## 任务说明
将下列清单的各行以编号列表的形式给出，省略空行。

数据集所列条目:
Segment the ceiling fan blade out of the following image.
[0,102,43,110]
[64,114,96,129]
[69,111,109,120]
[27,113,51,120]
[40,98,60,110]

## 本题解答
1. Segment the ceiling fan blade out of the following image.
2. [0,102,43,110]
3. [64,114,96,129]
4. [69,111,109,120]
5. [27,113,51,120]
6. [40,98,60,110]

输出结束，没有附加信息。